╔══

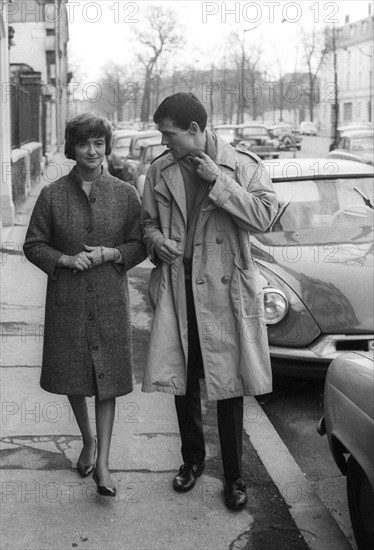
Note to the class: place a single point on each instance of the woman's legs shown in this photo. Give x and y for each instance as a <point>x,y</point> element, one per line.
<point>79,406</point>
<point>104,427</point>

╚══
╔══

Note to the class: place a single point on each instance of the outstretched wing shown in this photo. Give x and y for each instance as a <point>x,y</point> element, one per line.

╚══
╔══

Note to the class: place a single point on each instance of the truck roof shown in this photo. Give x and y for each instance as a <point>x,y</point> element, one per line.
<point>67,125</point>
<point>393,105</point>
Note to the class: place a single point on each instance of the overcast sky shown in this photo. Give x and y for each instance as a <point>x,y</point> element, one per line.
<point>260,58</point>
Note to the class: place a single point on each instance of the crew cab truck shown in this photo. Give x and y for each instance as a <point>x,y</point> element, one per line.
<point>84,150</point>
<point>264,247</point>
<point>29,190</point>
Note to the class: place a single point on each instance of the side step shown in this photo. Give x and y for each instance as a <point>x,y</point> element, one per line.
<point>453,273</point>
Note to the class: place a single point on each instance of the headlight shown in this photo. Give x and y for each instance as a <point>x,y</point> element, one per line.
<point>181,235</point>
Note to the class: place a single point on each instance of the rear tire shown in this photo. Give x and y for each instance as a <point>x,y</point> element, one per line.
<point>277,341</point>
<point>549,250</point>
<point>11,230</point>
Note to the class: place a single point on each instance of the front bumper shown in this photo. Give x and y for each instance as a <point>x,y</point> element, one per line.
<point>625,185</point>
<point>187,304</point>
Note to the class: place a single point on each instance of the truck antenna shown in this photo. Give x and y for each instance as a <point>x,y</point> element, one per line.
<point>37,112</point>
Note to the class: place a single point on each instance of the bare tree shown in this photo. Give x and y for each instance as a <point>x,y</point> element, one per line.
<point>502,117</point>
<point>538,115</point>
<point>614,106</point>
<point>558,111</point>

╚══

Set down, word for word, only the lines of the material that begin with the line containing "of the side" and continue through the line containing "<point>11,230</point>", including both of those lines.

Exercise result:
Note to the class: place a single point on each instance of the side step shown in this photo. Give x and y for each instance as a <point>x,y</point> element, one per line.
<point>453,273</point>
Note to the class: place a single point on each instance of the headlight shown in this photo. Give x and y for each instance as a <point>x,y</point> element, one per line.
<point>181,235</point>
Note to the class: place a single point on each instance of the rear tire shown in this photo. Give x and y for each instance as a <point>x,y</point> element, one per line.
<point>277,341</point>
<point>549,250</point>
<point>11,230</point>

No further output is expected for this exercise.